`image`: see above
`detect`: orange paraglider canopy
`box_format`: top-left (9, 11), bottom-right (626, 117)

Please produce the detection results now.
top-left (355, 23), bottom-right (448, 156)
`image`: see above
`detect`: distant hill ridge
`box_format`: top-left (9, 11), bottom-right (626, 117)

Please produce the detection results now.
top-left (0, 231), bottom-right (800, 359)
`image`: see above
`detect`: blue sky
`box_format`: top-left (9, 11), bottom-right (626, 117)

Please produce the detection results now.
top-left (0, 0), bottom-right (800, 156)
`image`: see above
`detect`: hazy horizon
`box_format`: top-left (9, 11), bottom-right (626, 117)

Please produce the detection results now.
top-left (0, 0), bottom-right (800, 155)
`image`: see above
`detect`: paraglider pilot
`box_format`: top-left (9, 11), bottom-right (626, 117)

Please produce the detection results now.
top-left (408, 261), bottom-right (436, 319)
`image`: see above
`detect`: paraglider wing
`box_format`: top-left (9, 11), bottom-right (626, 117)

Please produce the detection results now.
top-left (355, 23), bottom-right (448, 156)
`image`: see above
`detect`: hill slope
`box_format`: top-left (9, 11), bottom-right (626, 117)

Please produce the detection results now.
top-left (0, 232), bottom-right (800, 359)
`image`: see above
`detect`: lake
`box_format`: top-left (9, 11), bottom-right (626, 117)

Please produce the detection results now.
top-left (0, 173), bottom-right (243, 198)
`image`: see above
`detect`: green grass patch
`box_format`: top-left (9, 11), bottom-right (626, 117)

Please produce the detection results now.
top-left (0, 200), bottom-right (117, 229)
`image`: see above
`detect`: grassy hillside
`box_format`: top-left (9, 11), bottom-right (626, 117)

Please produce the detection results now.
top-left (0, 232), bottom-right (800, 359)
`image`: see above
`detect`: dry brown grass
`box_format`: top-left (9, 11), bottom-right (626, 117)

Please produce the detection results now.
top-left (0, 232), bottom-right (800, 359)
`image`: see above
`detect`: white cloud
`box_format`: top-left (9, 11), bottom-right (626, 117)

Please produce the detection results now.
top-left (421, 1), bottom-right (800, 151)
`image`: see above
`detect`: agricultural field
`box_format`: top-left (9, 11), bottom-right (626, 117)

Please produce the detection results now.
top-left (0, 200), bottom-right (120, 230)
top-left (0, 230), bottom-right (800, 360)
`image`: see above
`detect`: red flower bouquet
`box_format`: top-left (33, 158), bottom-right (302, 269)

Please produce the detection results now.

----

INSTRUCTION:
Gather every line of the rows above that contains the word "paraglider", and note that case counts.

SOLUTION FOR THIS PROBLEM:
`detect`: orange paraglider canopy
`detect`: paraglider pilot
`detect`: paraglider wing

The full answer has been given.